BEGIN Materials provided

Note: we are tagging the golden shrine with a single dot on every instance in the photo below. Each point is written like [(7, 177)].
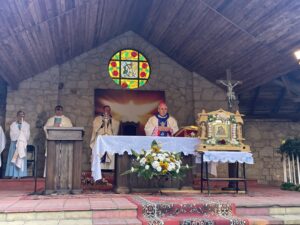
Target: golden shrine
[(221, 130), (187, 131)]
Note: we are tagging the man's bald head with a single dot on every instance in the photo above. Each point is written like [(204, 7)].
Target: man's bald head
[(162, 109)]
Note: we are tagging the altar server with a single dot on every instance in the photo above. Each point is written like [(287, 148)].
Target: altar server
[(16, 166)]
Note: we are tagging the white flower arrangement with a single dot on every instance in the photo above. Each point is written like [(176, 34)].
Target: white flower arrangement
[(156, 162)]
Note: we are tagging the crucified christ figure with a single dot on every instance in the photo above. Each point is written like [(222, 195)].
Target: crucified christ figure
[(230, 84)]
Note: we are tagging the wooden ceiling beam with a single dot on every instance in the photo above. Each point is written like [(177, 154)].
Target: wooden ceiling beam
[(254, 101), (279, 101), (291, 117)]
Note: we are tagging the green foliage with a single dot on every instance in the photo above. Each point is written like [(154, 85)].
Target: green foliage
[(290, 147), (290, 187)]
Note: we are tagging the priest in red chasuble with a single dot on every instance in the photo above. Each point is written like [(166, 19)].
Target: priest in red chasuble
[(161, 124)]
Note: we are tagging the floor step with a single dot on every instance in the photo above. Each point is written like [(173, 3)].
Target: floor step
[(264, 220), (117, 221)]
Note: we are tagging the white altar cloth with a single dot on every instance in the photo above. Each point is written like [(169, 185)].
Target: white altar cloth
[(228, 156), (120, 144)]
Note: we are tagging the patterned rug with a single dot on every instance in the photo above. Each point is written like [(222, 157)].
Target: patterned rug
[(162, 210)]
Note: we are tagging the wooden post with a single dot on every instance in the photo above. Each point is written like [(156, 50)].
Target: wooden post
[(294, 169), (298, 169), (290, 175), (284, 168)]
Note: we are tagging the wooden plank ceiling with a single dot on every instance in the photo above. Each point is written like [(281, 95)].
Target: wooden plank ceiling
[(254, 38)]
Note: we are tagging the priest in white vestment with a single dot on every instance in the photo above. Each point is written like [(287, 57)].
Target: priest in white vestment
[(161, 124), (2, 142), (104, 124), (58, 120), (16, 165)]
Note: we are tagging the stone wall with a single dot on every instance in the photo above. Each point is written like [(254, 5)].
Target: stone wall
[(80, 76), (3, 93), (186, 94), (207, 95)]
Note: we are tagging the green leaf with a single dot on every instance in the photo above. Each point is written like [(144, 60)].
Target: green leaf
[(154, 143)]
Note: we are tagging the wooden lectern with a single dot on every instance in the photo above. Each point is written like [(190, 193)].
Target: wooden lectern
[(63, 171)]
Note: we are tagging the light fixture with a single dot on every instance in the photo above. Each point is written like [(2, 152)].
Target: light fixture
[(297, 55)]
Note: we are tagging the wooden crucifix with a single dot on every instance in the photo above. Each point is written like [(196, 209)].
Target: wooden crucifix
[(230, 84)]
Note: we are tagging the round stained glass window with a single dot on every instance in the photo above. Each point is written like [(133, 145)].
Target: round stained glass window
[(129, 69)]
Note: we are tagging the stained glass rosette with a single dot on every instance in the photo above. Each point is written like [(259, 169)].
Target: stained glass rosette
[(129, 69)]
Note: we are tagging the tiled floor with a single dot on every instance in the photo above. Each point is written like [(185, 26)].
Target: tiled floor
[(14, 198)]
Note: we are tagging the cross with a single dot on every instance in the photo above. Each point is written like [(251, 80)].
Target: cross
[(230, 84)]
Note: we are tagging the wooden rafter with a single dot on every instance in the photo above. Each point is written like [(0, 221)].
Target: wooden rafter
[(254, 101), (279, 101)]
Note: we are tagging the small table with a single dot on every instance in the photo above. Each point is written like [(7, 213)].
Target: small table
[(225, 157), (122, 145)]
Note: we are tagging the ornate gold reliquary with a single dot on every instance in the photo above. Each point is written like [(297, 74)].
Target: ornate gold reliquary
[(221, 131)]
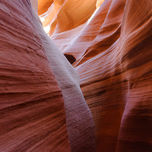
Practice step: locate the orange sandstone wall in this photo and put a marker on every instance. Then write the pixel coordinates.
(113, 56)
(42, 108)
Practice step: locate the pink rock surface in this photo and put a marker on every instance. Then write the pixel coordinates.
(113, 52)
(42, 108)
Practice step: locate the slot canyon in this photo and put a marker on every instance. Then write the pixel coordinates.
(75, 75)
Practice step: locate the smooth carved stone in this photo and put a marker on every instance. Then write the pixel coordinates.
(113, 53)
(42, 108)
(68, 14)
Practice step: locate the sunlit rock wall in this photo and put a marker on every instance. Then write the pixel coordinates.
(42, 108)
(113, 56)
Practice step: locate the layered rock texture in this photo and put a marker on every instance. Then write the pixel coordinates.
(111, 49)
(42, 108)
(108, 43)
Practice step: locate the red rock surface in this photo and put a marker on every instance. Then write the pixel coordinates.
(42, 108)
(113, 52)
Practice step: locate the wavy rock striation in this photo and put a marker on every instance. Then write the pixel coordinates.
(42, 108)
(112, 52)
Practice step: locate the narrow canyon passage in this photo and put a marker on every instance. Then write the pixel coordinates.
(75, 76)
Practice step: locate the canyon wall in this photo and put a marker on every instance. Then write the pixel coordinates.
(112, 53)
(42, 108)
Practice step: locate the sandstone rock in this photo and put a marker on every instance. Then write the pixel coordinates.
(42, 108)
(113, 52)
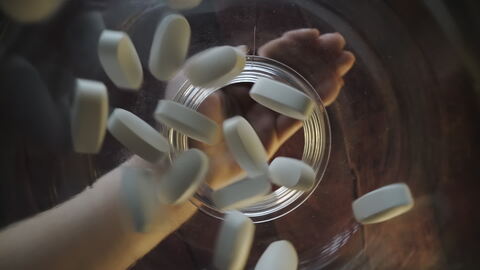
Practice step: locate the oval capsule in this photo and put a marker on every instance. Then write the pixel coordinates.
(282, 98)
(182, 180)
(279, 255)
(169, 47)
(245, 146)
(187, 121)
(89, 116)
(120, 60)
(234, 242)
(215, 67)
(383, 204)
(138, 136)
(291, 173)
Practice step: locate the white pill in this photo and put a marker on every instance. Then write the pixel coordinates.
(291, 173)
(183, 4)
(279, 255)
(282, 98)
(119, 59)
(233, 242)
(30, 11)
(215, 67)
(187, 121)
(242, 193)
(138, 189)
(89, 116)
(245, 146)
(382, 204)
(169, 47)
(136, 135)
(182, 180)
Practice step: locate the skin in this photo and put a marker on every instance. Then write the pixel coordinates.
(94, 229)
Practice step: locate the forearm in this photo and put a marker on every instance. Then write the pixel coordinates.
(91, 231)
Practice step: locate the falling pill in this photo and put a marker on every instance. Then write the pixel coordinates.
(234, 242)
(245, 145)
(138, 189)
(169, 47)
(138, 136)
(291, 173)
(215, 67)
(383, 204)
(187, 121)
(279, 255)
(183, 178)
(89, 116)
(282, 98)
(119, 59)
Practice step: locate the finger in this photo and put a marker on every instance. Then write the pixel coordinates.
(304, 34)
(332, 42)
(344, 63)
(330, 89)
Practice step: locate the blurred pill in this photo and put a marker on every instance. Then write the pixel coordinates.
(27, 106)
(215, 67)
(119, 59)
(30, 11)
(245, 146)
(89, 116)
(187, 121)
(138, 189)
(242, 193)
(383, 204)
(138, 136)
(182, 180)
(282, 98)
(234, 241)
(183, 4)
(279, 255)
(291, 173)
(169, 47)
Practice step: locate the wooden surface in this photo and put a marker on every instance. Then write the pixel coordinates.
(407, 113)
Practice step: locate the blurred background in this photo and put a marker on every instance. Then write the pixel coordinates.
(409, 112)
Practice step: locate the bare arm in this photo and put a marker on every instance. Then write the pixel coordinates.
(91, 231)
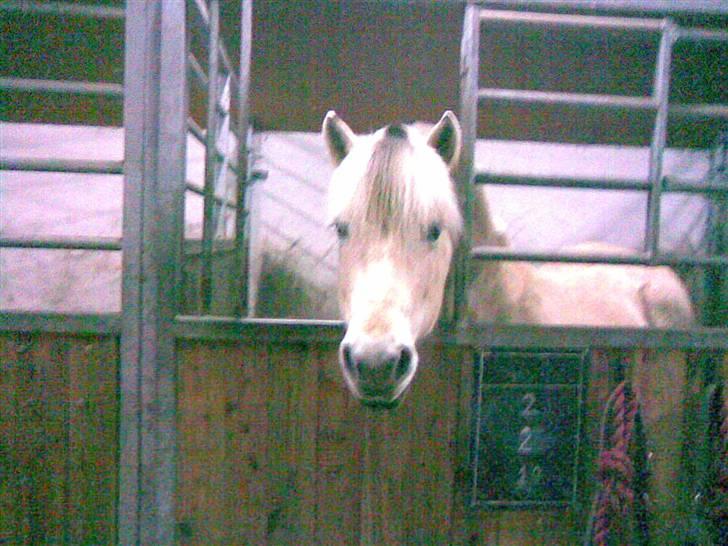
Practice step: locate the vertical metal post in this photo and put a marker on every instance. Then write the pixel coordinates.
(155, 114)
(244, 136)
(469, 65)
(661, 95)
(208, 226)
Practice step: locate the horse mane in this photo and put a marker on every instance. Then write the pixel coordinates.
(390, 202)
(386, 191)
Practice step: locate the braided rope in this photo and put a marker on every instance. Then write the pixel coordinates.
(615, 468)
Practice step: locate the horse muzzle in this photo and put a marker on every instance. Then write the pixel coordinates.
(377, 373)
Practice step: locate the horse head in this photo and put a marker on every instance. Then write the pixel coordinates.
(393, 205)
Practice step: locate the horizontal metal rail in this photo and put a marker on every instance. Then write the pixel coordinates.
(197, 70)
(64, 243)
(480, 335)
(698, 111)
(658, 7)
(579, 21)
(64, 9)
(62, 323)
(559, 182)
(669, 184)
(589, 100)
(524, 336)
(523, 96)
(62, 166)
(507, 254)
(106, 89)
(330, 332)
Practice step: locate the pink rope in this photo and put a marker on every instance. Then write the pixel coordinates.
(615, 468)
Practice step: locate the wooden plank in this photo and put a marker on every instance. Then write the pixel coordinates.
(13, 528)
(92, 366)
(430, 471)
(338, 456)
(385, 447)
(660, 379)
(247, 443)
(202, 484)
(292, 444)
(52, 385)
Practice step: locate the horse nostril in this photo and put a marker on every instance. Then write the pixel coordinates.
(403, 364)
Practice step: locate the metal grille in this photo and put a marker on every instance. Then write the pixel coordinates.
(227, 111)
(472, 96)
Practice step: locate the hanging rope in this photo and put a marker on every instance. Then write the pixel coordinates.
(616, 471)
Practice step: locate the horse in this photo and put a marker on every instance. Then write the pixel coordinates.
(393, 203)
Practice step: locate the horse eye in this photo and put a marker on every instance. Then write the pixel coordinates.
(342, 230)
(434, 232)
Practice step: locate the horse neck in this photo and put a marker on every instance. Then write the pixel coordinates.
(500, 291)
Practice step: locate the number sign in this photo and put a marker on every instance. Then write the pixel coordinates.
(526, 428)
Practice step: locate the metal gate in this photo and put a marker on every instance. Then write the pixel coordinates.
(164, 425)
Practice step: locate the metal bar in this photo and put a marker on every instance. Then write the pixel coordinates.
(569, 20)
(245, 132)
(699, 111)
(63, 8)
(208, 227)
(669, 184)
(62, 323)
(469, 63)
(672, 185)
(85, 243)
(658, 7)
(197, 131)
(219, 200)
(197, 70)
(113, 90)
(487, 336)
(521, 96)
(205, 17)
(477, 336)
(155, 121)
(701, 35)
(507, 254)
(559, 182)
(61, 166)
(660, 93)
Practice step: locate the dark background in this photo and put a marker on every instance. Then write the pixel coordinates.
(376, 62)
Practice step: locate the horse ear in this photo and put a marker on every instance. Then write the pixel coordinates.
(445, 137)
(338, 136)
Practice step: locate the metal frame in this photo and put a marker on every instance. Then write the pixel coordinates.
(471, 96)
(155, 146)
(156, 128)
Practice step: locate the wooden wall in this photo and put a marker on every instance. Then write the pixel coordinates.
(58, 439)
(273, 450)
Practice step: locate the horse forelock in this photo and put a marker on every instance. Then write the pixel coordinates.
(405, 185)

END Materials provided

→ Exercise
Only the lines above starting at the one containing "Note: we are tagging the tiled" and ending at the one containing "Note: we are tagging the wooden rafter", both included, are to be returned, exactly as they read.

→ Answer to the exercise
Note: we are tagging the tiled floor with a single dot on every instance in the photo above. Each point is written like [(185, 26)].
Target: tiled floor
[(14, 198)]
Note: we are tagging the cross with a single dot on every instance in the photo above. Each point is written like [(251, 80)].
Target: cross
[(230, 84)]
Note: we are tagging the wooden rafter with a single dot on every instance in the photo above. Each point is written like [(0, 221)].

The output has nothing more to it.